_Task statement_: List in full each line of the records below that contains the word "Query".

_Data listing_:
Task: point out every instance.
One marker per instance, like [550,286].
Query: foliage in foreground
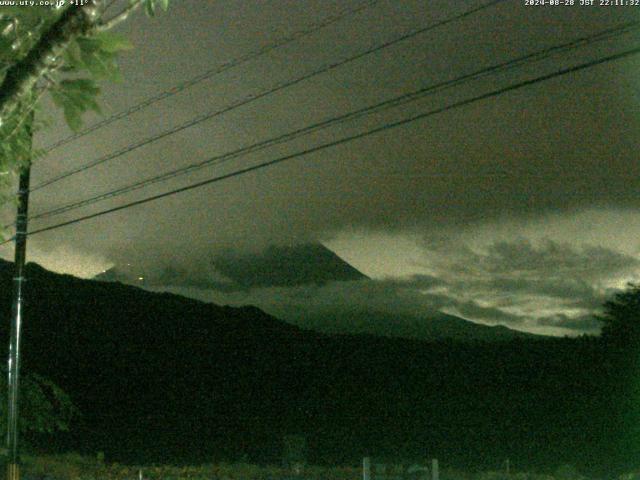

* * *

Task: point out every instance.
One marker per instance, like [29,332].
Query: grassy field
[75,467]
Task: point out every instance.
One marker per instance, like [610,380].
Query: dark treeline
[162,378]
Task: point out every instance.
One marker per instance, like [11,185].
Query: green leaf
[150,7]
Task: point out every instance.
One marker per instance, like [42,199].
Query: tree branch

...

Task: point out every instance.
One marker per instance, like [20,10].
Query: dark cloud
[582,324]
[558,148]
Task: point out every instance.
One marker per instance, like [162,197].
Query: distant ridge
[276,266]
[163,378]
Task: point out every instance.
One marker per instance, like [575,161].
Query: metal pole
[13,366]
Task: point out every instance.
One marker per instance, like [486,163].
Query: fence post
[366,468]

_The completed task_:
Query: foliage in foreground
Query: grassy field
Query: dark treeline
Query: green leaf
Query: tree branch
Query: dark cloud
Query: distant ridge
Query: metal pole
Query: fence post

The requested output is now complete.